### LIST OF TASKS:
**a)** Answer these questions from the text on character throughlines:
(i) What two features does the pirate have?
(ii) In the dance movie where the problem is confidence, what kind of problem is it called?
(iii) In the version where the pirate has trouble learning to dance, which thread does the OS sit in?
**b)** In the text on character throughlines, rewrite the paragraph beginning "But, let's say this is a dance movie" more briefly, keeping its main facts.

### TEXT PROVIDED:
What a character brings with them does not define their throughline. For instance: I am a pirate, and I have a peg leg and an eye patch.

So, at first blush, I am in Situation.

But, let’s say this is a dance movie that I’m thrust into. The problem could be one of confidence—I am embarrassed by my peg leg. Or I believe I cannot dance. The problem is Internal. (But, no worries, this is a lovely Change Story and we end up winning the competition because once I get over my Internal problem, I can embrace the fact that I can pirouette better than anyone else, and for longer, since I do it all on a wooden tip.)

Or maybe, I’m having trouble learning to dance. Suddenly, my thread is Physics because I need to win a spot on the national dance team in order to climb the social hierarchy of the OS, which is in Mind.

But, back to the main point, if you can’t tell us what your character is bringing from one story to the next, then you probably haven’t separated them enough from your OS.


Right… it’s not technically the Character at all, it’s the source of conflict in that Subjective POV—BUT! Recognizing what the real dilemma is with the character is an easy way to think about it rather than the more abstract/universal dilemma.

### MATERIAL SHOWN:
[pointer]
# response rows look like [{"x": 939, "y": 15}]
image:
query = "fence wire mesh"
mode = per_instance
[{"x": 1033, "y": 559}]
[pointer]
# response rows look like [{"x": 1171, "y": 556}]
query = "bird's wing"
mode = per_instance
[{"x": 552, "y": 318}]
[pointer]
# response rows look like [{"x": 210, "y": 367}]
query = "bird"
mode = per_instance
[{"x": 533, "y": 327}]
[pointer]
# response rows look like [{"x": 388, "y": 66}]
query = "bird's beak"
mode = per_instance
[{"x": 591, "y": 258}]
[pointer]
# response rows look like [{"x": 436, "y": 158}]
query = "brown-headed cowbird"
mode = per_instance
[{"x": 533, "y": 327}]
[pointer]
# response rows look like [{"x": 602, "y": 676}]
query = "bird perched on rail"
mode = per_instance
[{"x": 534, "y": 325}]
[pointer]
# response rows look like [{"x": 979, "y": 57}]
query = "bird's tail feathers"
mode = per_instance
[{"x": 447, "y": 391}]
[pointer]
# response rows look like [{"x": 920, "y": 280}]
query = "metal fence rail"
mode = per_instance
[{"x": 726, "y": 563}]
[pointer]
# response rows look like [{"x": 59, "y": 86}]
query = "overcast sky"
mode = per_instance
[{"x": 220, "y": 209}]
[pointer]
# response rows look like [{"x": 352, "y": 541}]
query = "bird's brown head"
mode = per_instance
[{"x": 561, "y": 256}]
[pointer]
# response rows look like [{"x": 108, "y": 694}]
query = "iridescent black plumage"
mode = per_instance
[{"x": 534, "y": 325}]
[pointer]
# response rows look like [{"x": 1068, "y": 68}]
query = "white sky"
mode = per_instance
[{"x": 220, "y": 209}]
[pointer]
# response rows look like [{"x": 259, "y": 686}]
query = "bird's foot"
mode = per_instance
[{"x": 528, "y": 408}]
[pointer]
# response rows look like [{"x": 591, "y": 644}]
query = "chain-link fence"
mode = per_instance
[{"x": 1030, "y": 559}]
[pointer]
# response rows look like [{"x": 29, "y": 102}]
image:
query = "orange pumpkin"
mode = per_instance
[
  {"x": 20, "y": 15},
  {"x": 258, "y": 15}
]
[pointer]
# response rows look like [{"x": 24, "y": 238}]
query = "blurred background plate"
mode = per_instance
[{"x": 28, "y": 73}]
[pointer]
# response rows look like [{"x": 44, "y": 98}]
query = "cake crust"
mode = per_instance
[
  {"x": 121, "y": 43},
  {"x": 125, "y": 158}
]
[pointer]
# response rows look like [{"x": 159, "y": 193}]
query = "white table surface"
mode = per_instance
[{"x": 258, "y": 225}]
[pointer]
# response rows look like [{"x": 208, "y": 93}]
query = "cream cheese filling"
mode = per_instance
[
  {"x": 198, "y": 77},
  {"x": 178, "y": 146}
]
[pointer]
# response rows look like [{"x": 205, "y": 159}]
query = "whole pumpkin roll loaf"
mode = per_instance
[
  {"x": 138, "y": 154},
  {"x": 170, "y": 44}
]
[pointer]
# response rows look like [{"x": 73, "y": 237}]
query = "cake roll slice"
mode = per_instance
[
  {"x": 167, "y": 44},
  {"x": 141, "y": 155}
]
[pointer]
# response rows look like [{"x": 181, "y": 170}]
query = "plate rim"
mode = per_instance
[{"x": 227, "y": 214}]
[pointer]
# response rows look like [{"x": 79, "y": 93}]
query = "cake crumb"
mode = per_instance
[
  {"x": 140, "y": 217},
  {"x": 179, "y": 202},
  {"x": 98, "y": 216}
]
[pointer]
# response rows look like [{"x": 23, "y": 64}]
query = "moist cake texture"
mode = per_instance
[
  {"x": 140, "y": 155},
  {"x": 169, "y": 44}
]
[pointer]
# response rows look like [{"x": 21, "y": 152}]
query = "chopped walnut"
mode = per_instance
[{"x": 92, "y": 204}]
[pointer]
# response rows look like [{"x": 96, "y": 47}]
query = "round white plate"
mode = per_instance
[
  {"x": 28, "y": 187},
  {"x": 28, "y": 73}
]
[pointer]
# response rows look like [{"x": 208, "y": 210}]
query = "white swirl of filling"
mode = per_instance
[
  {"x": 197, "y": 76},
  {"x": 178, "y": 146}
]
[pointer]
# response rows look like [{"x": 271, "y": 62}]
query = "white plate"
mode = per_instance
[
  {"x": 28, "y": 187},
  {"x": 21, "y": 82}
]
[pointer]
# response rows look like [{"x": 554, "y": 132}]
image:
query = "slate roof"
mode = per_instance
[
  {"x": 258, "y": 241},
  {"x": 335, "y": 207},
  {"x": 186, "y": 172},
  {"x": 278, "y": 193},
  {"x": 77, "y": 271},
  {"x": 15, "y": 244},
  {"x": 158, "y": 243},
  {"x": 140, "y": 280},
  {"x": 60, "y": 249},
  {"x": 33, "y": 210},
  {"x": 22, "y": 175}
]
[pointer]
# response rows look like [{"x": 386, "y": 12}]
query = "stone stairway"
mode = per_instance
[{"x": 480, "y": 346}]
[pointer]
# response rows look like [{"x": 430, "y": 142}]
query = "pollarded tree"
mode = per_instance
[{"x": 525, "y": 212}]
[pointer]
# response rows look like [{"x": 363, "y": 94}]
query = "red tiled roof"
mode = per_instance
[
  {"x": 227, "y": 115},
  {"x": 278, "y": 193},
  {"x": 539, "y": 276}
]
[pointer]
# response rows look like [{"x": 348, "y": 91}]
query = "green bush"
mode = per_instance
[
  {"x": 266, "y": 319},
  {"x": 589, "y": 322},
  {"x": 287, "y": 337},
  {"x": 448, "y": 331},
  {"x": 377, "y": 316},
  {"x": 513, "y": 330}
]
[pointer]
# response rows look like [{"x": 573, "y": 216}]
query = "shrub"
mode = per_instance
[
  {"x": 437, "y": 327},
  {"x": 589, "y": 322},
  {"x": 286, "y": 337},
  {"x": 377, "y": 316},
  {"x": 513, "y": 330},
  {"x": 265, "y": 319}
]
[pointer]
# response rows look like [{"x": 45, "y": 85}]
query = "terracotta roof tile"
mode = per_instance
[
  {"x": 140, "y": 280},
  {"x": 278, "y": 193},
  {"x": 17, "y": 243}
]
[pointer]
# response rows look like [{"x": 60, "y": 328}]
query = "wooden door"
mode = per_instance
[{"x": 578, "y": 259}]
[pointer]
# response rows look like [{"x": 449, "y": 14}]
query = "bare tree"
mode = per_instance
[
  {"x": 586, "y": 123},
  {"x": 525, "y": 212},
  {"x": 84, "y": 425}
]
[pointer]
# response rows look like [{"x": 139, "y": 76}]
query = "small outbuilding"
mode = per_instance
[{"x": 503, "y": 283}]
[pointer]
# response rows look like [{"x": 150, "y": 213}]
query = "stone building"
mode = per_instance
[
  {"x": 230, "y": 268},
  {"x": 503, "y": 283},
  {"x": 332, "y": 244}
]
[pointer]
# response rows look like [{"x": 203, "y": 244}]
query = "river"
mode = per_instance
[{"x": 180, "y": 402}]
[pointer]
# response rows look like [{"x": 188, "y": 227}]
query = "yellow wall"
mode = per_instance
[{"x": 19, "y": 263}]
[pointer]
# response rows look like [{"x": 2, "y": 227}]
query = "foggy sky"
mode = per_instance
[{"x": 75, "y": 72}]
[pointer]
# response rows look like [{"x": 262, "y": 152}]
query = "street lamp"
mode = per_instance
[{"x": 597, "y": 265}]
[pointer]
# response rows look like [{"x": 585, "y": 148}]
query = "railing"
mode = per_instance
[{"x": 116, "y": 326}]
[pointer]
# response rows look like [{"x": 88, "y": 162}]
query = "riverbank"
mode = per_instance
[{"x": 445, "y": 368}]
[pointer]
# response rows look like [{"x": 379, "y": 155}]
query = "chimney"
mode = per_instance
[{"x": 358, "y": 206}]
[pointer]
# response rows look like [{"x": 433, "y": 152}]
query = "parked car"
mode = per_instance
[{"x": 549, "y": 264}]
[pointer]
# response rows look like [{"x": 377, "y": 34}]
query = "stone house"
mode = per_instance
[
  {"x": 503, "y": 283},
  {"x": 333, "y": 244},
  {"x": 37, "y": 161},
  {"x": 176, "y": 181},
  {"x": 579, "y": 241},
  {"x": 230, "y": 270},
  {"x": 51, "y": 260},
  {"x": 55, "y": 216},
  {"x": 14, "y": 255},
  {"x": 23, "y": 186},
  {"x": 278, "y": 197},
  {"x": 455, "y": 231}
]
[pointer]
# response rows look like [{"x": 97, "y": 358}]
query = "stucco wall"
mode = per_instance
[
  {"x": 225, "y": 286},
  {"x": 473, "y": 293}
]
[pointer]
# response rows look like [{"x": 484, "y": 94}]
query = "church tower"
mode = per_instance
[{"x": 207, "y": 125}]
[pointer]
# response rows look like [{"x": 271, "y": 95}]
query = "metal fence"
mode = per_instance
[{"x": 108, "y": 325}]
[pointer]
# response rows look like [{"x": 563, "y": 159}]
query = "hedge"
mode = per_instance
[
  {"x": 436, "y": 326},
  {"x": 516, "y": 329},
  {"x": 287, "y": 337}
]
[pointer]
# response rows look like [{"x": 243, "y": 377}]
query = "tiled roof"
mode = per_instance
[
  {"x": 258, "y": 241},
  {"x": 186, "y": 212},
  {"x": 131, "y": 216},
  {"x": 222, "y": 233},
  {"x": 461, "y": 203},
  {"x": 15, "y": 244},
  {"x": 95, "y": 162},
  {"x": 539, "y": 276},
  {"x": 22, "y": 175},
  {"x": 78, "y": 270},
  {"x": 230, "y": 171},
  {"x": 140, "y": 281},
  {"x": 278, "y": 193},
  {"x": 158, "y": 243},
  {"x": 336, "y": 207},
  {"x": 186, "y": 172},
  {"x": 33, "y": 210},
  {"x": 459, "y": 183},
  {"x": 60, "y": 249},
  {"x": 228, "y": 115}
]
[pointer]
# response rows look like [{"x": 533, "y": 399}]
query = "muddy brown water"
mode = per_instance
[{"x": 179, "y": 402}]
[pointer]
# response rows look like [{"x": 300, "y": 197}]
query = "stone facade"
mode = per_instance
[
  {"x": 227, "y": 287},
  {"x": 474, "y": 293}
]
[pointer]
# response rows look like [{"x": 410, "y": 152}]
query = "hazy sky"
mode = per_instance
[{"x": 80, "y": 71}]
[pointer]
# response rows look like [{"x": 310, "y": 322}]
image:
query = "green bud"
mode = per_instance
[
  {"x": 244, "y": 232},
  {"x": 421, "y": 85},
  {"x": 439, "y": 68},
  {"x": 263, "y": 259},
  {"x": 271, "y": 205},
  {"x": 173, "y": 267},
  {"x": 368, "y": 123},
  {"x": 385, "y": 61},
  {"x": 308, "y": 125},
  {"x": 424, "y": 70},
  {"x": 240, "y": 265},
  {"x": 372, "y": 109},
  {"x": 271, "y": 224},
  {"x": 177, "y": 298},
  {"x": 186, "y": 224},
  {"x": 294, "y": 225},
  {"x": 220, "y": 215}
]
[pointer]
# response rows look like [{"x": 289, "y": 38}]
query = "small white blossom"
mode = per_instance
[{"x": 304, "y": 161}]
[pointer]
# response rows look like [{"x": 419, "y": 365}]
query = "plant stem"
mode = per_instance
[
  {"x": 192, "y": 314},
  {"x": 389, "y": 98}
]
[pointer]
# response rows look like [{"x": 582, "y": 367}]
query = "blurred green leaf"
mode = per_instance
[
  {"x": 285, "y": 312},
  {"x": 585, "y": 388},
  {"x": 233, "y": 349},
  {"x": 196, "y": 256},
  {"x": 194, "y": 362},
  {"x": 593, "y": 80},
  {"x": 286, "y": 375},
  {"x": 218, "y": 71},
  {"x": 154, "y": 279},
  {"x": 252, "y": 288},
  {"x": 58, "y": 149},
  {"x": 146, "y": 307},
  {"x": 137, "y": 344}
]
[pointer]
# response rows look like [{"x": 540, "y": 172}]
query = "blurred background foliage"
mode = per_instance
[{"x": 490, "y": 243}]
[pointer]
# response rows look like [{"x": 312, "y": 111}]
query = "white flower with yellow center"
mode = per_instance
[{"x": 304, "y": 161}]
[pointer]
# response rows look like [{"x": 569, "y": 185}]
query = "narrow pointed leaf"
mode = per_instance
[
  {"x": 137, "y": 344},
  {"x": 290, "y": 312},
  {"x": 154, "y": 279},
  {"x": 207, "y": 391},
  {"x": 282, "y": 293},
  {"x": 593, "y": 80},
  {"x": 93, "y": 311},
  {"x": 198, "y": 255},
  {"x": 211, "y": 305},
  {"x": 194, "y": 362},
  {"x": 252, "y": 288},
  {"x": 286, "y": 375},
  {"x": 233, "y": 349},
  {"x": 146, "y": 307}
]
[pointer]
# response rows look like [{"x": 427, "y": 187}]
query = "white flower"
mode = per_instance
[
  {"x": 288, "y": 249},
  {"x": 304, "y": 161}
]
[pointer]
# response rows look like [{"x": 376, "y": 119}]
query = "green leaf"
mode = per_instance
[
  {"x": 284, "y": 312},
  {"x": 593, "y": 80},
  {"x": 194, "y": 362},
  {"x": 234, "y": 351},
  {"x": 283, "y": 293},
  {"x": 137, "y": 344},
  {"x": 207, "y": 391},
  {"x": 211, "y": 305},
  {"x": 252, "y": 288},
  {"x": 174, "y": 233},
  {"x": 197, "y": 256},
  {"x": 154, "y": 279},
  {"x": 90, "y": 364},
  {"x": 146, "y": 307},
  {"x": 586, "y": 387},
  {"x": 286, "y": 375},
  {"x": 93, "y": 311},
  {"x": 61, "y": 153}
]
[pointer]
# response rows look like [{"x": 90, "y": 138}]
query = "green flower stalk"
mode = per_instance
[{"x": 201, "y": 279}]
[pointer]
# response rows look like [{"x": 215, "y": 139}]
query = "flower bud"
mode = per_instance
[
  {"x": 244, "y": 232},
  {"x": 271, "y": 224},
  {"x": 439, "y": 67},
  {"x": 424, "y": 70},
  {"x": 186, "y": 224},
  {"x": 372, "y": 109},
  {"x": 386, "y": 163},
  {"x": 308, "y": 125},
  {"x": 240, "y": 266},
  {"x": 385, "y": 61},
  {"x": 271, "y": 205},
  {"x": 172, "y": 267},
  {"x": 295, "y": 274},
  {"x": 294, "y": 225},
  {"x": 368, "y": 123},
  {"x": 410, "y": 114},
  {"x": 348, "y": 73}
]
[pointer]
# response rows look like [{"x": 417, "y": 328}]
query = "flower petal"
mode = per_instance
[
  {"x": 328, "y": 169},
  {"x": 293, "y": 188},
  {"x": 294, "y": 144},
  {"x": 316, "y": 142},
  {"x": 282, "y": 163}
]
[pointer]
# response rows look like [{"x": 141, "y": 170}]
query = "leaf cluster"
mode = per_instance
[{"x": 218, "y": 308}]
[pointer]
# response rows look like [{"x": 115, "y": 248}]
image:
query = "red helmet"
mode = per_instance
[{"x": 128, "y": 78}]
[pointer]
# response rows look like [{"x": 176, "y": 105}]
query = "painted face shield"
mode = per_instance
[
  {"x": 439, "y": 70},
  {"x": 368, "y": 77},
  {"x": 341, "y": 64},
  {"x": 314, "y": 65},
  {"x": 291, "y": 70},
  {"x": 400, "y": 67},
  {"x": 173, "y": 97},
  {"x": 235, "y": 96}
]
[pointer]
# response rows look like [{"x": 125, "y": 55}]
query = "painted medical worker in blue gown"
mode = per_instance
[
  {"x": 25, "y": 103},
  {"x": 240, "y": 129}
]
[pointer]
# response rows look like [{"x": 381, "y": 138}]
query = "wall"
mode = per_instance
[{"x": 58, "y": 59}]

### WRITTEN ANSWERS:
**a)**
(i) A peg leg and an eye patch.
(ii) Internal.
(iii) Mind.

**b)** If I'm thrust into a dance movie, my problem could be confidence: I'm embarrassed by my peg leg, or I believe I can't dance. That makes the problem Internal. In this Change Story, once I get past it, I win the competition, because on my wooden tip I can pirouette better and longer than anyone else.